**STATED EXERCISE**
Answer these questions from the Don Giovanni review:
(a) Who directed the production?
(b) Which aria does the Vienna version of the score sacrifice?
(c) What form does the Commendatore take in this staging?

**DOCUMENT EXCERPT**

A bold but flawed production of Don Giovanni at Glyndebourne.

By Alexandra Coghlan

At the heart of Jonathan Kent’s Don Giovanni is a giant cube. Textured with wilful trompe-l’oeil complexity, this is the revolving home of the action, its sides splitting seductively open to reveal all manner of vices and voyeuristic scenes of pleasure.

As symbols for Mozart’s Don go it’s a good one: coaxing us in while ever sliding away; pulling up the drawbridge just as we venture forth with our sympathy, leaving us battering our fists helplessly against the wall.

So far, so Jonathan Kent. There is a visual rhetoric to the director’s productions that is distinctive if not always entirely sympathetic to its material. Allied here to the weaker Vienna version of Mozart’s score (sacrificing Don Ottavio’s “Il Mio Tesoro” and gaining a rather banal Act II duet for Zerlina and Masetto), his innovations lack the dramatic anchor they need, and it is the tragic trajectory of the Don himself that suffers. The climactic encounter with the Commendatore – here a half-buried corpse borrowed from a B movie – trades symbolism for fleshy realism, sacrificing allusion without gaining much by way of immediacy.

**GIVEN INFORMATION**
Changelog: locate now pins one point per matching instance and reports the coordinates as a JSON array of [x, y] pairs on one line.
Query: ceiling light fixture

**SOLVED EXERCISE**
(a) Jonathan Kent
(b) Don Ottavio's "Il Mio Tesoro"
(c) A half-buried corpse borrowed from a B movie